[Start of section]
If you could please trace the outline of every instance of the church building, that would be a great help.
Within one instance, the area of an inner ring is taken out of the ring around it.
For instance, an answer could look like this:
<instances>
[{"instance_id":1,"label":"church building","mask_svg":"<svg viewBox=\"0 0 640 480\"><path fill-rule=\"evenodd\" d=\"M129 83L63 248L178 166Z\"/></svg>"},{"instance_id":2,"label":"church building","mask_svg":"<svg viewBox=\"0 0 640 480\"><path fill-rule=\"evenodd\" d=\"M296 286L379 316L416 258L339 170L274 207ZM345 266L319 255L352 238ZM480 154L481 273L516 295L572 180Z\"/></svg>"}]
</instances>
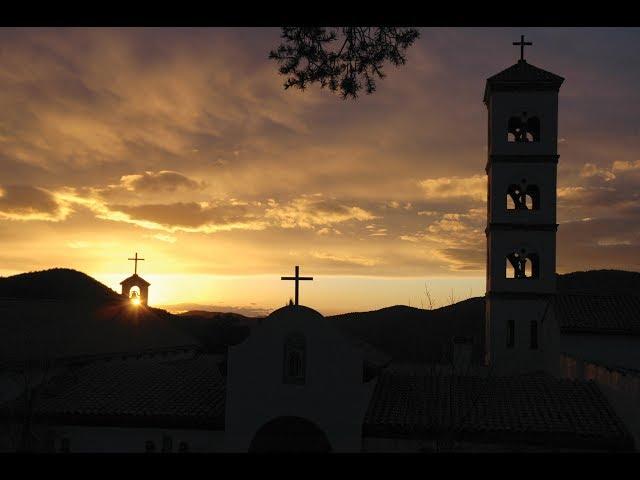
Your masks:
<instances>
[{"instance_id":1,"label":"church building","mask_svg":"<svg viewBox=\"0 0 640 480\"><path fill-rule=\"evenodd\" d=\"M519 61L487 80L487 292L482 365L396 364L295 302L226 355L87 365L43 387L49 451L630 451L591 380L561 372L556 296L558 93ZM136 271L123 294L149 284ZM561 307L561 308L560 308ZM145 307L146 308L146 307ZM569 320L567 320L569 319ZM465 339L454 339L463 352ZM578 341L574 342L578 345ZM582 342L579 345L584 345ZM577 348L577 347L576 347ZM462 357L470 358L469 355ZM457 363L454 362L454 364ZM566 366L563 367L566 370ZM96 397L96 392L99 394ZM43 447L44 448L44 447Z\"/></svg>"}]
</instances>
[End of section]
What is expected> From the material above, print everything exactly except the pictures.

Response box>
If you could please trace the outline of every instance of the church building, that would be a great help.
Within one instance, the area of an inner ring is taken out of the ring around it.
For instance, an answer could look like this:
<instances>
[{"instance_id":1,"label":"church building","mask_svg":"<svg viewBox=\"0 0 640 480\"><path fill-rule=\"evenodd\" d=\"M129 83L63 248L178 166Z\"/></svg>"},{"instance_id":2,"label":"church building","mask_svg":"<svg viewBox=\"0 0 640 480\"><path fill-rule=\"evenodd\" d=\"M296 286L379 316L416 258L339 170L274 207ZM345 266L319 255L352 238ZM480 154L481 273L516 295L572 180Z\"/></svg>"}]
</instances>
Your masks:
<instances>
[{"instance_id":1,"label":"church building","mask_svg":"<svg viewBox=\"0 0 640 480\"><path fill-rule=\"evenodd\" d=\"M519 61L487 80L487 292L482 365L396 364L295 302L226 355L87 365L43 387L49 451L630 451L591 380L561 372L556 296L558 93ZM136 271L123 294L149 284ZM561 307L561 308L560 308ZM145 307L146 308L146 307ZM569 320L567 320L569 319ZM465 339L454 339L463 352ZM578 341L574 342L578 345ZM582 342L579 345L584 345ZM577 348L577 347L576 347ZM462 357L470 358L469 355ZM457 363L454 362L454 364ZM566 366L563 367L566 370ZM96 397L96 392L99 394ZM43 447L44 448L44 447Z\"/></svg>"}]
</instances>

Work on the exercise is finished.